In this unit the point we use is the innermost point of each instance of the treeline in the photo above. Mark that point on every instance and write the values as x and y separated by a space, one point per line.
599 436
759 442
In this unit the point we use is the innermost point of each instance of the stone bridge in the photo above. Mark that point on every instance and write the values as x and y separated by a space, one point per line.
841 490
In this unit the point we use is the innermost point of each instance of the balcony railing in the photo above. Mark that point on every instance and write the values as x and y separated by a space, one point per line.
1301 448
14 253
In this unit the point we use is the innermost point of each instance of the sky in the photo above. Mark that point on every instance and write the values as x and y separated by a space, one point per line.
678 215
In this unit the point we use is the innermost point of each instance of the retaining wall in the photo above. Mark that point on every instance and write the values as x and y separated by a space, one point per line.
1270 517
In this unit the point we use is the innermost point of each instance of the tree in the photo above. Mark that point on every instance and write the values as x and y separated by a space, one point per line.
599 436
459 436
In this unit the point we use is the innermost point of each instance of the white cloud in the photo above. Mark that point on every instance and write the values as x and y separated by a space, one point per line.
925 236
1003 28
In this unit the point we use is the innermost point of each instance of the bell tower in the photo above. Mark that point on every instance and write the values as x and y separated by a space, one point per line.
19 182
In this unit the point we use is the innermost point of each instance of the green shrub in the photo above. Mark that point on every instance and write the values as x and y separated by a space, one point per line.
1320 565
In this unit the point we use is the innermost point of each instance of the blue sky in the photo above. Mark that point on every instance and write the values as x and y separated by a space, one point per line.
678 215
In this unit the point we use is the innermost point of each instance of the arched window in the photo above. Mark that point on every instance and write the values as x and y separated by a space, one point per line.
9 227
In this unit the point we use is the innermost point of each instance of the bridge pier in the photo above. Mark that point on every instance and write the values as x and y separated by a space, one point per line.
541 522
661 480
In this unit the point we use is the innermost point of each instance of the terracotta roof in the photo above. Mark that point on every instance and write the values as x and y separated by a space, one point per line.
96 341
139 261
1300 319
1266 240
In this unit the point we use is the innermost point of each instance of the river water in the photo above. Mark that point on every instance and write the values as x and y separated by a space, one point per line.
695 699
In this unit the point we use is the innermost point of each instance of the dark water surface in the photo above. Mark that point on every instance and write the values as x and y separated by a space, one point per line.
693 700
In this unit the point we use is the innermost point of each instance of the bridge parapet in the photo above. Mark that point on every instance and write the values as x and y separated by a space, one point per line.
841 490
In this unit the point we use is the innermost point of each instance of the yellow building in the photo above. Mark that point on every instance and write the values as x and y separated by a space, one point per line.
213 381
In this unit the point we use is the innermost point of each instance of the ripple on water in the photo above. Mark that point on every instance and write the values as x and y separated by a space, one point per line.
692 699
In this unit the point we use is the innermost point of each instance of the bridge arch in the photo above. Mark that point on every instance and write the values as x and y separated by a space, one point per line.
========
▸ **REQUIREMENT**:
Could you give again exactly the lines from the line containing "of the ripple" through the final line of the data above, and no others?

▸ **SOLUTION TO THIS PROBLEM**:
In this unit the point we use is the innermost point of each instance of the ripple on water in the photo above. Mark that point on every instance and write the values as x and y separated by a space, one point per line.
692 699
In this unit the point we use is the innermost point of each instance of the bridge arch in the photo above. Mark that point on every instance and write the values as x and y separated by a space, one point per line.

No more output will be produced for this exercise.